▶ _What you have to do_
Extend the survey of rock music styles, from punk and reggae through heavy metal, by writing what comes next after its final sentence.

▶ _Supplied passage_
◇ ◇ ◇ ◇ ◇
As a typical example of the punk rock way-of-life, the Sex Pistols were outspoken against the British class system and how the working classes were kept down.  With their iconoclastic spiked hair, ripped clothes and safety pins, they were copied world-wide.  Their lyrics were deliberately provocative and anti-authoritarian.  The lyrics in this link refer to being the anti-Christ and an anarchist -- as well as generally destroying things!
Reggae
In the mid-70's, Kingston, Jamaica was home to a bunch of shantytown musicians.  It's music has a strong emphasis on the 2nd and 4th beats.  Its lyrics were sometimes focused on political protest and the Rastafarian religion, especially its "worship" involving "ganga" or pot.  It was a fusion of Jamaican folk music and rhythm and blues.  Its superstar was Bob Marley who by his death had become one of the most popular musicians in the world. 

The MTV Generation

Technical advances in the '80s, especially the advent of digital video and audio recording provided the push necessary to add video to the normal audio that people listened to.  The first MTV video was somewhat prophetic:  Video Killed the Radio Star" by the Buggles.
When Michael Jackson produced Thriller, this 1982 album became the biggest selling album in history.  It started a trend in which record companies relied upon a few massive hits to generate profits.  Linking the video to the music became vital for aspiring musicians.

"Video Killed the Radio Star" by the Buggles
Other "charismatic" performers of the '80s:
Bruce Springsteen -- appeal came from image as a "working class" guy.
Prince -- His songs topped BOTH the pop and R&B charts.
Prince struts his stuff
Madonna --  She has become symbolic of female sexual liberation.  Her concerts are mega-productions.

Heavy Metal

This was the biggest selling genre of rock music in the 1980s.  Its original audience was "white male, working class" listeners; but gradually it expanded to include more middle class fans, both male and female.  By the end of the decade, heavy metal bands accounted for as much as forty percent of all music recordings sold in the USA.

Its roots were blues rock and psychedelic rock.  The overall sound was huge and dense.  Tons of distortion amplified to the extreme, very long guitar solos, heavy emphasis on beats, and just general loudness were its main characteristics.  The lyrics were all macho male lyrics.

Tracing its roots to blues rock and psychedelic rock, metal groups depended upon a thick, loud, massive sound with lots of highly amplified distortion.  Long guitar solos with very strong beats also was part of the mix.  Both the lyrics and the way they strut around on stage gave off a feel of extreme masculinity and macho.
◇ ◇ ◇ ◇ ◇
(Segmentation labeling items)

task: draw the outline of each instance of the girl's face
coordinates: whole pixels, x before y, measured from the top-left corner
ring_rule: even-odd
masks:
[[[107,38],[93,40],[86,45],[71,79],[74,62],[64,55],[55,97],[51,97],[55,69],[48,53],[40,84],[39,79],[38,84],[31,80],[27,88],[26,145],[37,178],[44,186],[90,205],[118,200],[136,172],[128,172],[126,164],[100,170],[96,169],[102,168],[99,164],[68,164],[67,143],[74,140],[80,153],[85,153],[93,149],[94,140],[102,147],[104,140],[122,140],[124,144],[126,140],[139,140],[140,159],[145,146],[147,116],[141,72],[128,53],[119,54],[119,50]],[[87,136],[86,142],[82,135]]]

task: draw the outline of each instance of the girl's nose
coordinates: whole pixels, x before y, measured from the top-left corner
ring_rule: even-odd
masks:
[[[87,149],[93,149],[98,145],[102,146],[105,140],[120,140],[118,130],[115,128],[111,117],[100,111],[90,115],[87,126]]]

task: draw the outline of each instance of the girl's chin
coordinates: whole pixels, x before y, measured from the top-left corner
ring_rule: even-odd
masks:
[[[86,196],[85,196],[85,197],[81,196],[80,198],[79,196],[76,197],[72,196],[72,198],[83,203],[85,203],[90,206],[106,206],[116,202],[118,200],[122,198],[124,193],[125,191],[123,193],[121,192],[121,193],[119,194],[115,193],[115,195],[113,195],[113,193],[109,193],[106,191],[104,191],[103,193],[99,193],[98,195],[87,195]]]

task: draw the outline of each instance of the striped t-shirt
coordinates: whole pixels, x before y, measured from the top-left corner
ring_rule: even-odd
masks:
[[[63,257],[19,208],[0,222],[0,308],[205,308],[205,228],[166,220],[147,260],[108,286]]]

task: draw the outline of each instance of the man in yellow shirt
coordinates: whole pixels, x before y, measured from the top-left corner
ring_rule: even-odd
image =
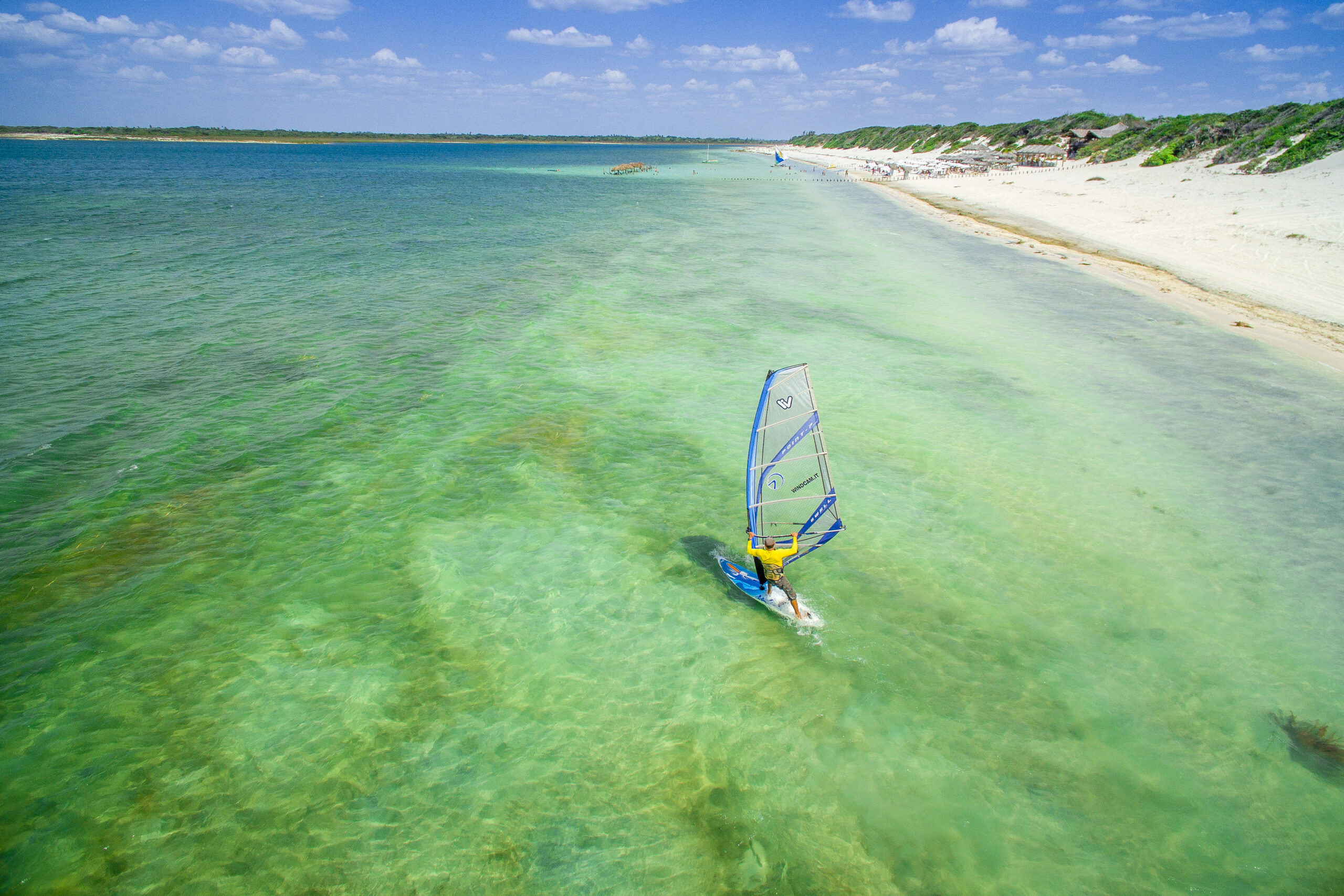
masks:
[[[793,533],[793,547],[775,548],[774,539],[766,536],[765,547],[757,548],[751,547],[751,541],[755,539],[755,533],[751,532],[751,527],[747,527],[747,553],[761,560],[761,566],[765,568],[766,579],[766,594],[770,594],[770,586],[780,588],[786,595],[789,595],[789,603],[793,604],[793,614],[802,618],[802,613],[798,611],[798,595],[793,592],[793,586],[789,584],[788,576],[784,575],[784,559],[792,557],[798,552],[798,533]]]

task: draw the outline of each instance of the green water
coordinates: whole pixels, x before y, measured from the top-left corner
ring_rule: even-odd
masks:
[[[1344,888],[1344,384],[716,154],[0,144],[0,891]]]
◇ ◇ ◇ ◇ ◇
▶ _Task answer_
Anthrax with Public Enemy do "Bring the Noise"

Metallica does "Creeping Death"

Alternative Rock

This developed in reaction to the conformity and commercialism of the music industry.  Heavy marketing and the whole video production side of music was rejected.  Big labels were rejected and numbers of small, independent music labels began to publish these groups.
They wanted to pursue subject matter that was taboo (forbidden) like drug use, depression, incest, suicide.  They also pursued socially current topics like AIDS, the "green" revolution, and abortion rights. 
Notable groups were R.E.M., the Replacements, Husker Du, and the Pixies.  Their fame derived from air play on college radio stations and word of mouth.
Not selling out to commercialism was not easy!  The one-hit wonder band Chumbawumba eventually signed with the huge recording label BMI after they had previously attacked BMI's commercialism.


Worldbeat:  A Blend of Ethnic Music and Rock

Anticipated by Reggae in the 70's, worldbeat music (also called ethnopop) emerged in the early 80s.  The first successful album in this genre was called Juju Music produced by Nigerian musician King Sunny Ade.  His music blended traditional African drums with electric guitars and synthesizers.  It helped to stimulate an interest in non-Western music in the USA and UK.  He paved the way for artists such as Youssou N'Dour from Senegal, Ofra Haza from Israel, and perhaps one of the best known groups (because of their association with Paul Simon in the album Graceland), Ladysmith Black Mambazo from South Africa.

Rap

What is it? 
Talking in rhyme to the rhythm of a beat.
Where is it found? 
In the Hip Hop culture, a way of life for lovers of Rap, Graffiti, and Breakdancing.
Some folks see Rap as more of a fad than an art form.  It is inextricably woven into the Hip Hop culture that started in the Bronx.  The Bronx was a middle class, multi-racial neighborhood until Robert Moses changed it forever by building the Cross Bronx Expressway.  It killed neighborhoods, and the middle class moved out and were replaced by poor folks, and all the drugs, crime, and unemployment that came with them.
Building owner didn't live in their buildings but rather employed "slumlords" who didn't care about the buildings they maintained.  Gang life flourished, and graffiti became the marker for various gang territories.  "

Although Rap got its prominence in the Bronx, it actually got its roots from Jamaica.  Toasting was a practice developed at Jamaican blues dances.  The DJ would talk over the music as it played.  Jamaicans liked to dance to R & B, but they had no R & B bands.  This music, therefore, had to be played by a DJ over huge sound systems.  This practice started to create "teams" of DJs, roadies, engineers, and bouncers -- the operation became a huge, mobile discotheque.

DJs started to "battle" one another in competitions.  Reputation was earned based upon who had the loudest sound system, the best mix of records, and the best toasting.  The crowds would get so caught up in this that the dancing turned frenzied.  One particulary notable DJ, Duke Reid, would bring the crowd under control by firing his shotgun in the air!

These "toasters" would begin by using simple phrases to encourage the dancers:  "Work it, Work it" and "Move it up."  As "toasting" became more popular, the toasts increased in length
Another technique at work was "dubbing."  The engineers would cut back and forth -- in rhythm -- between the vocal and instrumental tracks while they adjusted bass and treble.

The four areas that Jamaican "toasting" and American "rap" have in common:
1)  They use pre-recorded music
2)  They rely on a strong beat which they either rapped or toasted.
3)  The rapper or toaster spoke their lines in time with the rhythm of the record
4)  The content of raps and toasts was similar in nature:  boast raps, insult raps, news raps, message raps, nonsense raps, and party raps.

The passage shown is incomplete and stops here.